>> Start Text excerpt

Re: [PATCH] memcg: oom: ignore oom warnings from memory.max

From: Shakeel Butt <shakeelb@google.com>
To: Michal Hocko <mhocko@kernel.org>
Cc: Johannes Weiner <hannes@cmpxchg.org>,
	Roman Gushchin <guro@fb.com>, Greg Thelen <gthelen@google.com>,
	Andrew Morton <akpm@linux-foundation.org>,
	Linux MM <linux-mm@kvack.org>, Cgroups <cgroups@vger.kernel.org>,
	LKML <linux-kernel@vger.kernel.org>
Subject: Re: [PATCH] memcg: oom: ignore oom warnings from memory.max
Date: Mon, 4 May 2020 08:35:57 -0700	[thread overview]
Message-ID: <CALvZod7EeQm-T4dsBddfMY_szYw3m8gRh5R5GfjQiuQAtCocug@mail.gmail.com> (raw)
In-Reply-To: <20200504150052.GT22838@dhcp22.suse.cz>

On Mon, May 4, 2020 at 8:00 AM Michal Hocko <mhocko@kernel.org> wrote:
>
> On Mon 04-05-20 07:53:01, Shakeel Butt wrote:
> > On Mon, May 4, 2020 at 7:11 AM Michal Hocko <mhocko@kernel.org> wrote:
> > >
> > > On Mon 04-05-20 06:54:40, Shakeel Butt wrote:
> > > > On Sun, May 3, 2020 at 11:56 PM Michal Hocko <mhocko@kernel.org> wrote:
> > > > >
> > > > > On Thu 30-04-20 11:27:12, Shakeel Butt wrote:
> > > > > > Lowering memory.max can trigger an oom-kill if the reclaim does not
> > > > > > succeed. However if oom-killer does not find a process for killing, it
> > > > > > dumps a lot of warnings.
> > > > >
> > > > > It shouldn't dump much more than the regular OOM report AFAICS. Sure
> > > > > there is "Out of memory and no killable processes..." message printed as
> > > > > well but is that a real problem?

>> End Text excerpt

_Task statement_. Can you repeat, word for word, the part of the memcg OOM email that opens with the words containing "In-Reply-To: <20200504150052.GT22838@dhcp22.suse.cz>" and closes with "lot of warnings."?

>> Start Given records

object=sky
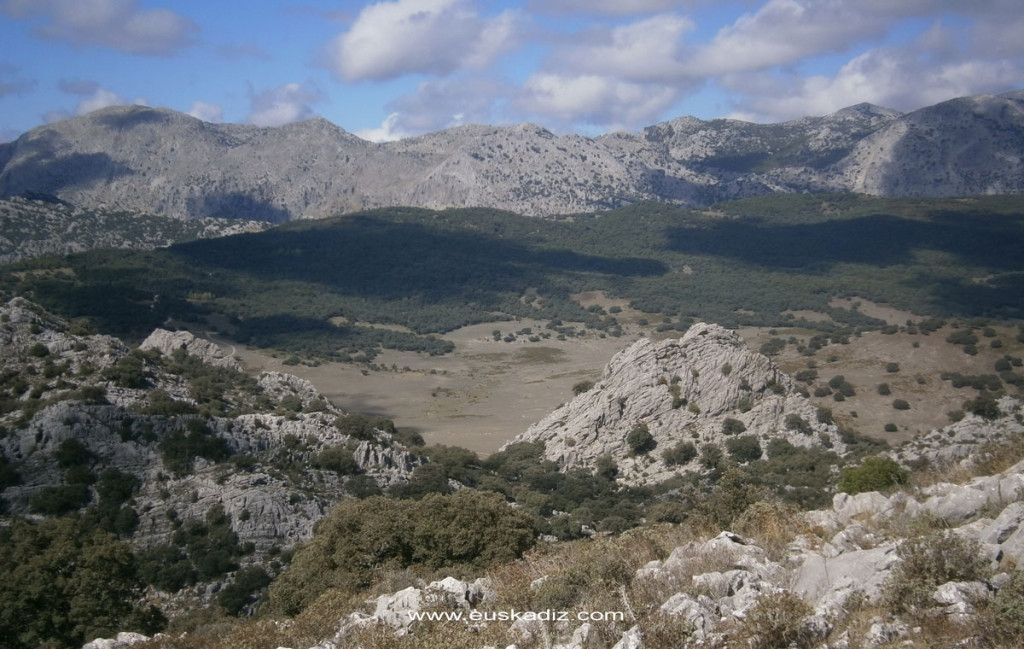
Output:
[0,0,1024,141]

>> End Given records
>> Start Given records

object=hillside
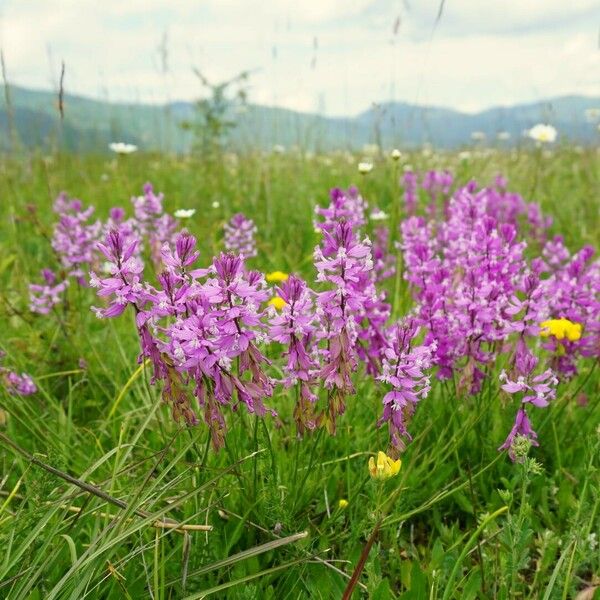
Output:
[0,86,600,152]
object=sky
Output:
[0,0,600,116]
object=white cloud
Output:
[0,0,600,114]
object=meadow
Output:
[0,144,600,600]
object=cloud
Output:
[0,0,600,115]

>> End Given records

_Worked solution_.
In-Reply-To: <20200504150052.GT22838@dhcp22.suse.cz>

On Mon, May 4, 2020 at 8:00 AM Michal Hocko <mhocko@kernel.org> wrote:
>
> On Mon 04-05-20 07:53:01, Shakeel Butt wrote:
> > On Mon, May 4, 2020 at 7:11 AM Michal Hocko <mhocko@kernel.org> wrote:
> > >
> > > On Mon 04-05-20 06:54:40, Shakeel Butt wrote:
> > > > On Sun, May 3, 2020 at 11:56 PM Michal Hocko <mhocko@kernel.org> wrote:
> > > > >
> > > > > On Thu 30-04-20 11:27:12, Shakeel Butt wrote:
> > > > > > Lowering memory.max can trigger an oom-kill if the reclaim does not
> > > > > > succeed. However if oom-killer does not find a process for killing, it
> > > > > > dumps a lot of warnings.